Instructions for the task =
Copy the lines starting at the one containing "Spot the small" and ending at the one containing "690,292,763,350", both included, with no changes.
# START OF Stored records
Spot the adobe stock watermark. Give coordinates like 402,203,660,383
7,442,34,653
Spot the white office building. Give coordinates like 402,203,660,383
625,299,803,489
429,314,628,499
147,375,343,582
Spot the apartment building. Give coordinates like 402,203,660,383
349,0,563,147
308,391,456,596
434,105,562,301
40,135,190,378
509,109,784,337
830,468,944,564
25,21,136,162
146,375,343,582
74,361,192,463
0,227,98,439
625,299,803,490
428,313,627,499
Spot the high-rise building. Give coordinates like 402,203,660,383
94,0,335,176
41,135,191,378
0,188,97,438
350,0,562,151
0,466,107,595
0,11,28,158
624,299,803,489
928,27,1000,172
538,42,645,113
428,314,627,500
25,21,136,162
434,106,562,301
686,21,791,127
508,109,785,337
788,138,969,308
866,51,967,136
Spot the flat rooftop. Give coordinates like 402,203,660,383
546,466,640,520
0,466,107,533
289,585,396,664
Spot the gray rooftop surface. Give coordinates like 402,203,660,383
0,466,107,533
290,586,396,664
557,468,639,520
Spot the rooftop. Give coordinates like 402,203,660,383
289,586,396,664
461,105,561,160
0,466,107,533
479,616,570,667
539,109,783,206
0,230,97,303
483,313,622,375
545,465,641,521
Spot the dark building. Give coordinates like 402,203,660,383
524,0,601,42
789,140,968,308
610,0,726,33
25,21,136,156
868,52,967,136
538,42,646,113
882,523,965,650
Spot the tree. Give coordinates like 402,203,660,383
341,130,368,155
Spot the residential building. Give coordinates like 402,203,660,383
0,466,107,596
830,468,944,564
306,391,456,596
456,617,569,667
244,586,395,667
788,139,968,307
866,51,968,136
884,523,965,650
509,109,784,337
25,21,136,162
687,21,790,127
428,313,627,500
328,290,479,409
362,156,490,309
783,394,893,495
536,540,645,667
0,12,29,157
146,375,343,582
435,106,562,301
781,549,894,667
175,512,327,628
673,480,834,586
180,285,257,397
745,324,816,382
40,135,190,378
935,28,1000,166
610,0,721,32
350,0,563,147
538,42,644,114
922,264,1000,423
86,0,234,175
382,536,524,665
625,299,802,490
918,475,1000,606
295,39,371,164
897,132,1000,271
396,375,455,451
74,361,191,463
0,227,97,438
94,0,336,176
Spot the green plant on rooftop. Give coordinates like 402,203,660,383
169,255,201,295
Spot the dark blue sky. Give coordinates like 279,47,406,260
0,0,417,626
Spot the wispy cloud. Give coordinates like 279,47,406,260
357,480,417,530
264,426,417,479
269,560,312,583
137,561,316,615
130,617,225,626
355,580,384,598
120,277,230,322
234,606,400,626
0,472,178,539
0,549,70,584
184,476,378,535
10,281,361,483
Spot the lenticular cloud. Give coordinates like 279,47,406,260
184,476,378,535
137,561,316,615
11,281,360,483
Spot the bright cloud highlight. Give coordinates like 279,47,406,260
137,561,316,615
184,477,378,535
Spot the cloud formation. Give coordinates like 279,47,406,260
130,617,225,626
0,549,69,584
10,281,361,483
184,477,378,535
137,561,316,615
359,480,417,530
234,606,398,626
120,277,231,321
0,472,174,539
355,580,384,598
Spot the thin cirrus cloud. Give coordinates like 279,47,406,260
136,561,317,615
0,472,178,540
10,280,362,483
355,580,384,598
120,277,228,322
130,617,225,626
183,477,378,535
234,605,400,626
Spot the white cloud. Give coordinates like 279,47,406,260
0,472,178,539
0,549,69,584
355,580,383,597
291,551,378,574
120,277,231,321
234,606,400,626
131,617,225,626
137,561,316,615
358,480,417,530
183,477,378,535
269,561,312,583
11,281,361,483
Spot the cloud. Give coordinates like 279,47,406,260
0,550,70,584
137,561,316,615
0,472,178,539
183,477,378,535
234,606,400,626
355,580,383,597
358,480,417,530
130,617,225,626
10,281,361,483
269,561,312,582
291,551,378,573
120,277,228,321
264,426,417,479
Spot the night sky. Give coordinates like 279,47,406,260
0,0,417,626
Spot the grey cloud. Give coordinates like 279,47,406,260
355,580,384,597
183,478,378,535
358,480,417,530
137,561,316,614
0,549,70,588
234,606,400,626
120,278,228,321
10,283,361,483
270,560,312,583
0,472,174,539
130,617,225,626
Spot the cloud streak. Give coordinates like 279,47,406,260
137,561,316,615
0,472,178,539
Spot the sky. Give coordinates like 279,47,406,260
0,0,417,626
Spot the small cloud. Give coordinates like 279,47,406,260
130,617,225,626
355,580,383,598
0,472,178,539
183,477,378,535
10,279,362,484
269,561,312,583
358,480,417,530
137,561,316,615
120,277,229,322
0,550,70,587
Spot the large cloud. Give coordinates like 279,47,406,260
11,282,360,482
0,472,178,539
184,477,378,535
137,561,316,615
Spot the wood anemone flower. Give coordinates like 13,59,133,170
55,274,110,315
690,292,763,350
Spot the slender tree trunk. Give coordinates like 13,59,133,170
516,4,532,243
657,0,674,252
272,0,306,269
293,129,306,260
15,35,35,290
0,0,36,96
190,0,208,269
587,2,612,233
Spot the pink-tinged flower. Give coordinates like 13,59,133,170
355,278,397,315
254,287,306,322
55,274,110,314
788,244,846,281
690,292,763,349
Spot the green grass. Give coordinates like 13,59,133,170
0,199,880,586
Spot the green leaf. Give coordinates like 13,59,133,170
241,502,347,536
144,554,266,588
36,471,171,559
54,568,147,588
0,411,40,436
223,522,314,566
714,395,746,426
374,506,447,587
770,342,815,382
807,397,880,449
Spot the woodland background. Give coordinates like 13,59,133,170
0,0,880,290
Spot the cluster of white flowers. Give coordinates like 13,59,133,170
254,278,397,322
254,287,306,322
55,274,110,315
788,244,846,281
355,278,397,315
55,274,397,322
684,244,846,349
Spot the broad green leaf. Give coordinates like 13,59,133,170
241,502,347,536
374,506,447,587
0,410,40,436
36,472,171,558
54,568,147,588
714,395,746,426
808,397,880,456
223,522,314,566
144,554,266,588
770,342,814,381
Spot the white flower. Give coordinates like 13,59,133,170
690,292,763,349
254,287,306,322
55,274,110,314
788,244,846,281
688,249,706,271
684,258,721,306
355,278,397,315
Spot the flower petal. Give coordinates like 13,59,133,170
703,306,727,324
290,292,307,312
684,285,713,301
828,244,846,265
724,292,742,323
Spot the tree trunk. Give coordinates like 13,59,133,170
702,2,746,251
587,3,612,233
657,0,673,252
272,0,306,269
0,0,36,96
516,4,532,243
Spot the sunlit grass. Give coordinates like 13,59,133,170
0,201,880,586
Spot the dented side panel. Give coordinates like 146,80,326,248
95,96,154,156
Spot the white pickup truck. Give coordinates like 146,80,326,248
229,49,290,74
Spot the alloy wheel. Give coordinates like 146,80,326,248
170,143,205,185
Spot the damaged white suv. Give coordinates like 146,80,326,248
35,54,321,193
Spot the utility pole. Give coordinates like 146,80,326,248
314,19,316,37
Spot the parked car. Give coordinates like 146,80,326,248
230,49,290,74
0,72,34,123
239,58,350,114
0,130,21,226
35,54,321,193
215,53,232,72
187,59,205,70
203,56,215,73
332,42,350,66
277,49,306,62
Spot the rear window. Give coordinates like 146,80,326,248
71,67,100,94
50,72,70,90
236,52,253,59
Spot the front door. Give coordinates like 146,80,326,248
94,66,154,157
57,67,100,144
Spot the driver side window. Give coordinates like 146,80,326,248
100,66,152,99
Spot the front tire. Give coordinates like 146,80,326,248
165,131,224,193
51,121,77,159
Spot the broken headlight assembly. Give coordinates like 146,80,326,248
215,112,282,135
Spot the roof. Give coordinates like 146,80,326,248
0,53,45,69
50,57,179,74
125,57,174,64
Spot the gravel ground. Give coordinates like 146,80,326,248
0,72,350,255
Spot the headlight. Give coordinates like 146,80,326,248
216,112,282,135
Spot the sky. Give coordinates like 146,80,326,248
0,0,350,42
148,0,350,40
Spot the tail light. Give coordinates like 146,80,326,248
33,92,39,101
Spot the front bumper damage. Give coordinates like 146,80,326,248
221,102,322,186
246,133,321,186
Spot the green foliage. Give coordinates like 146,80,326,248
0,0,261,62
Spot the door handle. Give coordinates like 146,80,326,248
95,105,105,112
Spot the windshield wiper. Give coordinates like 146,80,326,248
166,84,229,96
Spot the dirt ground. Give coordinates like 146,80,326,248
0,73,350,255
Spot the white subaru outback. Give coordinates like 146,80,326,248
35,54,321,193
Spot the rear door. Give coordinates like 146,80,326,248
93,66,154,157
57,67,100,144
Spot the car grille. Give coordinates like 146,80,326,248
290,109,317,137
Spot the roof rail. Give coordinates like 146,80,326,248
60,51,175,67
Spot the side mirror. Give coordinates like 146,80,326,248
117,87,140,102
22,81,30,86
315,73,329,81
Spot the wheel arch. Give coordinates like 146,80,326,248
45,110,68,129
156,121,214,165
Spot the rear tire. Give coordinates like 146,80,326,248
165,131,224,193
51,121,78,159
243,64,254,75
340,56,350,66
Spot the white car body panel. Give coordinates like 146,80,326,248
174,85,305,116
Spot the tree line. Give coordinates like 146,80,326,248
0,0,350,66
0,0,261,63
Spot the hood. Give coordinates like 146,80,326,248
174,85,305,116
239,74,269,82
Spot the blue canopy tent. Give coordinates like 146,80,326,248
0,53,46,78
# END OF Stored records
Complete response =
Spot the small cloud. Give coordinates like 279,47,406,260
130,617,225,626
355,580,383,598
0,472,178,539
183,477,378,535
10,279,362,484
269,561,312,583
358,480,417,530
137,561,316,615
120,277,229,322
0,550,70,587
Spot the large cloud. Give coordinates like 279,47,406,260
11,282,360,482
0,472,178,539
184,477,378,535
137,561,316,615
Spot the wood anemone flower. Give coordinates like 13,59,133,170
55,274,110,315
690,292,763,350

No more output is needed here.